◆ **WHAT NEEDS TO BE DONE**: Lines containing the word "bracelet" in the data below: say how many, with no other text.

◆ **DATASET**:
[Start of section]
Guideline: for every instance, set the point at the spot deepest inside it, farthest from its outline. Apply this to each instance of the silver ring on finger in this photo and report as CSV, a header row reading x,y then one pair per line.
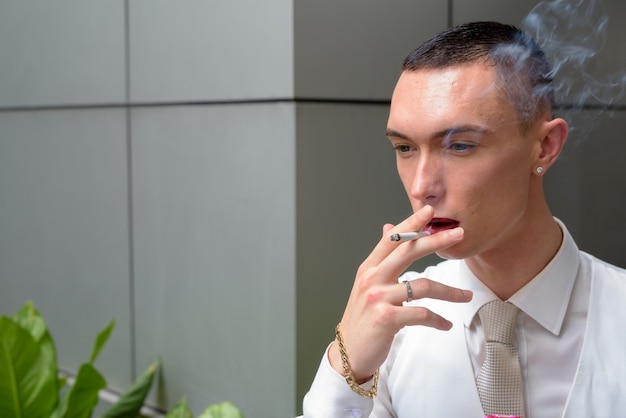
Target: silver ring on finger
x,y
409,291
[End of section]
[Start of section]
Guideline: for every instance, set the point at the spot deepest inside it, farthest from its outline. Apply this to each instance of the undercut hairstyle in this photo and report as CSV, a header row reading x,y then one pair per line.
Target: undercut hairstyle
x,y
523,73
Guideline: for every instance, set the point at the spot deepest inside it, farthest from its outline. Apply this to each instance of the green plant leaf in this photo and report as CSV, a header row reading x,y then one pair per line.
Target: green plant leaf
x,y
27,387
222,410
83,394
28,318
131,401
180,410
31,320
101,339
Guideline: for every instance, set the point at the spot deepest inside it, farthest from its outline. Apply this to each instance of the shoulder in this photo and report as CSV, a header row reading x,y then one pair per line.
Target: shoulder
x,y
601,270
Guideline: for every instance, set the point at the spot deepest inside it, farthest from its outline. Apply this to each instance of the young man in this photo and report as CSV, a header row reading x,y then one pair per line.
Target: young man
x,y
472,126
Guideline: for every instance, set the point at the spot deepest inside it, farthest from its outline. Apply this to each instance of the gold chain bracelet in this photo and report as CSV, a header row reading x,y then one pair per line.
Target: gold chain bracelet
[End of section]
◆ **EXERCISE ANSWER**: 2